*Directions for this task*
Every line below should be set down exactly as it appears.

*Data extracted from a collection*
---+---
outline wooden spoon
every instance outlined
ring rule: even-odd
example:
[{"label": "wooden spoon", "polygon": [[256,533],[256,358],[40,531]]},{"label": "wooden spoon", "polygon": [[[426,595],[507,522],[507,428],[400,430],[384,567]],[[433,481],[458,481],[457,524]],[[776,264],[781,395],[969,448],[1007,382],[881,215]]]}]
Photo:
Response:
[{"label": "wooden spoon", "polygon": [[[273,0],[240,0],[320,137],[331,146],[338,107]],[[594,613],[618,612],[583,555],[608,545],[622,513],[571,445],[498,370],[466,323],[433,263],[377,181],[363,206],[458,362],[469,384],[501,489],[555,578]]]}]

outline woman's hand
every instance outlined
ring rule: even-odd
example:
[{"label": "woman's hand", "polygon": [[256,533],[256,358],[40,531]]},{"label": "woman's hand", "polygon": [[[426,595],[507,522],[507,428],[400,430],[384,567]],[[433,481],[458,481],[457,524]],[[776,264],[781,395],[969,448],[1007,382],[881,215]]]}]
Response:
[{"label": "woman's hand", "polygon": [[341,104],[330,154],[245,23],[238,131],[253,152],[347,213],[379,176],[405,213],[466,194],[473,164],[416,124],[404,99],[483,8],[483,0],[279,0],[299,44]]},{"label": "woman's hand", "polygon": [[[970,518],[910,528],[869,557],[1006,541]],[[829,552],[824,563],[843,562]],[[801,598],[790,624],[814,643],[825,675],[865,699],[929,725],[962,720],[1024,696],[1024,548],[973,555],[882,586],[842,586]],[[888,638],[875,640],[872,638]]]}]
---+---
*Response for this exercise*
outline wooden spoon
every instance outlined
ring rule: even-odd
example:
[{"label": "wooden spoon", "polygon": [[256,533],[256,358],[40,531]]},{"label": "wooden spoon", "polygon": [[[426,595],[507,522],[507,428],[400,430],[384,567]],[[433,481],[458,481],[457,524]],[[776,264],[781,395],[969,448],[1007,382],[881,215]]]}]
Photo:
Response:
[{"label": "wooden spoon", "polygon": [[[273,0],[240,0],[320,137],[331,146],[338,107]],[[594,613],[618,612],[583,555],[608,545],[622,513],[571,445],[498,370],[466,323],[433,263],[377,181],[363,206],[458,362],[469,384],[501,489],[555,578]]]}]

outline woman's hand
every instance outlined
ring rule: even-odd
example:
[{"label": "woman's hand", "polygon": [[256,533],[256,358],[40,531]]},{"label": "woman's hand", "polygon": [[[426,595],[507,522],[507,428],[400,430],[384,567]],[[433,481],[458,481],[457,524]],[[776,264],[781,395],[969,448],[1007,382],[881,215]]]}]
Response:
[{"label": "woman's hand", "polygon": [[341,104],[330,154],[245,23],[238,131],[253,152],[347,213],[379,176],[405,213],[466,194],[473,164],[416,124],[404,99],[483,8],[483,0],[279,0],[299,44]]},{"label": "woman's hand", "polygon": [[[970,518],[910,528],[869,557],[1006,541]],[[829,552],[824,563],[843,562]],[[801,598],[790,624],[814,643],[825,675],[865,699],[929,725],[962,720],[1024,696],[1024,548],[973,555],[882,586],[842,586]],[[888,638],[875,640],[872,638]]]}]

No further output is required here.